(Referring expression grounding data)
╭──

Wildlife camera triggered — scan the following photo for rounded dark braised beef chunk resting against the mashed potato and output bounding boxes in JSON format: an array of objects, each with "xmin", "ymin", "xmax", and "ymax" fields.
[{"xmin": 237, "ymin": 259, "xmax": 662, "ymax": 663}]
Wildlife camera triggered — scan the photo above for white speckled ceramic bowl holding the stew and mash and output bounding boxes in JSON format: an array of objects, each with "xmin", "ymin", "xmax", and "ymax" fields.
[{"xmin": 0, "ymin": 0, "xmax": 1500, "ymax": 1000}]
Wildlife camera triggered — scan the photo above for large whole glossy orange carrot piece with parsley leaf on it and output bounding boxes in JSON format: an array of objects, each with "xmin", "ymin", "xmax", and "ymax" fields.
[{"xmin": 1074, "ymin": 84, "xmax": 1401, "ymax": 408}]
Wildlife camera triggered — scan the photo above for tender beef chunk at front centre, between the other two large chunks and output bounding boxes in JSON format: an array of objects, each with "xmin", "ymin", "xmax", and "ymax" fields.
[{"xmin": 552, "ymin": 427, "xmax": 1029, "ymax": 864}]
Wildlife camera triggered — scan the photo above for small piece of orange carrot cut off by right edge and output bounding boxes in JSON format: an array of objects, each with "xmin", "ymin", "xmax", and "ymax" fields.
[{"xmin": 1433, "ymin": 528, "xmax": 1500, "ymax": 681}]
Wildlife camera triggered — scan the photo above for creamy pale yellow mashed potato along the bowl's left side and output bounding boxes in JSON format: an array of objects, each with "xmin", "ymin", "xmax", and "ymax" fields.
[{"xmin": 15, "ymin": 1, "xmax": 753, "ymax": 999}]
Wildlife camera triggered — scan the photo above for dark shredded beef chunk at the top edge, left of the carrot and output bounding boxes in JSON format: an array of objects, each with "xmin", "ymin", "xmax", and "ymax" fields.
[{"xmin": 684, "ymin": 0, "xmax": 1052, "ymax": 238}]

╰──

WHAT NEEDS TO BE DONE:
Transcribe the data above verbatim.

EXERCISE RESPONSE:
Wildlife camera triggered — scan the following photo for rounded dark braised beef chunk resting against the mashed potato and output bounding boxes in JSON format: an array of objects, each with "xmin", "ymin", "xmax", and "ymax" fields.
[{"xmin": 237, "ymin": 259, "xmax": 662, "ymax": 663}]
Wildlife camera triggered — scan the photo above for white speckled ceramic bowl holding the stew and mash and output bounding boxes in JSON format: an array of objects, each with "xmin", "ymin", "xmax", and "ymax" fields.
[{"xmin": 0, "ymin": 0, "xmax": 1500, "ymax": 1000}]
Wildlife camera triggered — scan the photo above for large whole glossy orange carrot piece with parsley leaf on it and output bounding boxes in JSON format: an array of objects, each with "xmin", "ymin", "xmax", and "ymax" fields.
[{"xmin": 1074, "ymin": 84, "xmax": 1401, "ymax": 408}]
Wildlife camera triggered — scan the photo above for tender beef chunk at front centre, between the other two large chunks and output bounding boxes in JSON format: an array of objects, each with "xmin", "ymin", "xmax", and "ymax" fields.
[{"xmin": 552, "ymin": 427, "xmax": 1029, "ymax": 864}]
Wildlife camera triggered — scan the photo above for small piece of orange carrot cut off by right edge and output bounding boxes in JSON format: an array of objects, each with "xmin", "ymin", "xmax", and "ymax" fields.
[{"xmin": 1433, "ymin": 528, "xmax": 1500, "ymax": 681}]
Wildlife camera triggered — scan the photo above for creamy pale yellow mashed potato along the bowl's left side and output bounding boxes in JSON format: an array of objects, each with "xmin", "ymin", "xmax", and "ymax" fields.
[{"xmin": 15, "ymin": 1, "xmax": 753, "ymax": 999}]
Wildlife camera triggered — scan the photo above for dark shredded beef chunk at the top edge, left of the carrot and output bounding boxes in JSON format: an array of objects, each with "xmin", "ymin", "xmax", and "ymax" fields.
[{"xmin": 684, "ymin": 0, "xmax": 1052, "ymax": 238}]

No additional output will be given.